The accompanying notes are an integral part of these financial statements.



<PAGE>   5

ChemFirst Inc. and  Subsidiaries
Notes to Consolidated Financial Statements
(Unaudited.  In Thousands of Dollars)

Note 1 - General

         The financial statements included herein are unaudited and have been
prepared in accordance with generally accepted accounting principles for interim
financial reporting and Securities and Exchange Commission regulations. Certain
prior year amounts have been reclassified to conform to the 1998 presentation.
Certain information and footnote disclosures normally included in financial
statements prepared in accordance with generally accepted accounting principles
have been condensed or omitted pursuant to such rules and regulations. In the
opinion of management, the financial statements reflect all adjustments (of a
normal and recurring nature) which are necessary to present fairly the financial
position, results of operations and cash flows for the interim periods. These
financial statements should be read in conjunction with the Annual Report of the
Company and Form 10-K for the year ended December 31, 1997.


Note 2 - Sale Of Equity Investment

         On January 22, 1998, the Company sold its fifty percent interest in
Power Sources, Inc. generating pretax cash proceeds of approximately $19,000. An
after tax gain of $5,000 was recognized during the first quarter and a potential
after tax gain of approximately $2,000 was deferred, pending resolution of
contingencies related to the contract.


Note 3 - Effect Of Adopting Accounting Changes

         The Financial Accounting Standards Board issued Statement of Financial
Accounting Standards ("SFAS") No. 130 "Reporting Comprehensive Income", in June
1997, effective for fiscal years beginning after December 15, 1997. The
statement requires reporting comprehensive income (components include net income
plus all changes to equity except those resulting from investments and
distributions) directly in the financial statements and deals only with
reporting and display issues versus recognition and measurement issues.
Accordingly, there is no effect on the results of operations. The Company has
immaterial transactions that meet the definition of other comprehensive income
and, as such, has elected to omit disclosure as allowed by the statement under
these circumstances.


         SFAS No. 131 - "Disclosures about Segments of an Enterprise and Related
Information", was also issued in June 1997, effective for fiscal years beginning
after December 15, 1997. The


<PAGE>   6


statement requires a "management approach," based on the way management
organizes segments internally for making operating decisions and assessing
performance, to provide selected reporting information. The Company has not yet
completed its analysis of SFAS No. 131 and accordingly has not yet determined
what effect, if any, it may have on future financial statement disclosure.

         In March 1998, the Accounting Standards Executive Committee ("AcSEC")
released Statement of Position ("SOP") 98-1, "Accounting for the Costs of
Computer Software Developed or Obtained for Internal Use". The SOP identifies
the characteristics of internal-use software and provides guidance for
accounting treatment of costs for computer software developed or obtained for
internal use as related to capitalization or expense decisions. The statement is
effective for fiscal years beginning after December 15, 1998. In April 1998,
AcSEC released SOP 98-5, Reporting on the Costs of Start-Up Activities. The SOP
broadly defines start-up activities and provides guidance on the financial
reporting of start-up costs and organization costs. It requires costs of
start-up activities and organization costs to be expensed as incurred. The
statement is effective for fiscal years beginning after December 15, 1998.

Given data:
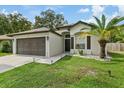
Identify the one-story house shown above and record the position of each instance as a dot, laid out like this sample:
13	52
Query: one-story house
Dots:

Required tasks:
(a) In the ChemFirst financial notes above, set down the passage that begins at the words "Note 3 - Effect" and stops after "these circumstances.".
(b) Translate this sentence from the ChemFirst financial notes into Spanish: "Accordingly, there is no effect on the results of operations."

Task responses:
(a)
Note 3 - Effect Of Adopting Accounting Changes

         The Financial Accounting Standards Board issued Statement of Financial
Accounting Standards ("SFAS") No. 130 "Reporting Comprehensive Income", in June
1997, effective for fiscal years beginning after December 15, 1997. The
statement requires reporting comprehensive income (components include net income
plus all changes to equity except those resulting from investments and
distributions) directly in the financial statements and deals only with
reporting and display issues versus recognition and measurement issues.
Accordingly, there is no effect on the results of operations. The Company has
immaterial transactions that meet the definition of other comprehensive income
and, as such, has elected to omit disclosure as allowed by the statement under
these circumstances.

(b) Por consiguiente, no hay efecto alguno sobre los resultados de las operaciones.